__Collected data entries__
┄┄┄┄┄┄

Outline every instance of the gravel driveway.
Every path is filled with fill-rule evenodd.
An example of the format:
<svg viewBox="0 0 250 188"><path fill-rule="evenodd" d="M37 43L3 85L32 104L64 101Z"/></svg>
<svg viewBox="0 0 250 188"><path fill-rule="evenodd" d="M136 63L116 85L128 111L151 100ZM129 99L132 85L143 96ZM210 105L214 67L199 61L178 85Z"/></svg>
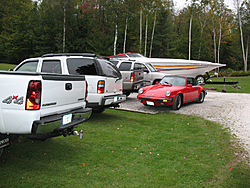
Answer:
<svg viewBox="0 0 250 188"><path fill-rule="evenodd" d="M240 144L250 154L250 94L208 91L204 103L186 104L177 111L172 110L171 107L144 106L136 96L136 93L131 94L119 109L149 114L174 112L218 122L229 127L232 134L237 136Z"/></svg>

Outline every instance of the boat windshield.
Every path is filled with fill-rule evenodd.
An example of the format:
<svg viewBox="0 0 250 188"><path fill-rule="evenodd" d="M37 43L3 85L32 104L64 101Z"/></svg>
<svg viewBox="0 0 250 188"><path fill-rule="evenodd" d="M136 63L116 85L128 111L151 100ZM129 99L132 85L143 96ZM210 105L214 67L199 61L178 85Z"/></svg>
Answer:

┄┄┄┄┄┄

__PROBLEM DESCRIPTION__
Using the records above, output their complete text exactly, minus any images.

__RESPONSE TO THIS EXERCISE__
Outline every instance of the gravel driveway.
Every path is filled with fill-rule evenodd.
An example of the format:
<svg viewBox="0 0 250 188"><path fill-rule="evenodd" d="M37 43L3 85L32 104L64 101Z"/></svg>
<svg viewBox="0 0 250 188"><path fill-rule="evenodd" d="M136 63L116 85L128 111L151 100ZM129 99L132 85L143 96ZM210 105L214 67L199 61L178 85Z"/></svg>
Answer:
<svg viewBox="0 0 250 188"><path fill-rule="evenodd" d="M240 144L250 154L250 94L208 91L204 103L186 104L177 111L172 110L171 107L144 106L136 96L136 93L131 94L119 109L149 114L174 112L218 122L229 127L232 134L237 136Z"/></svg>

Outline every instance of the boat windshield.
Every path is filled with fill-rule evenodd.
An example of the format:
<svg viewBox="0 0 250 188"><path fill-rule="evenodd" d="M37 43L3 85L32 104L64 101Z"/></svg>
<svg viewBox="0 0 250 188"><path fill-rule="evenodd" d="M136 63L116 85L128 111L151 100ZM129 99L132 85L143 96ZM210 105L214 67L199 61L178 85Z"/></svg>
Answer:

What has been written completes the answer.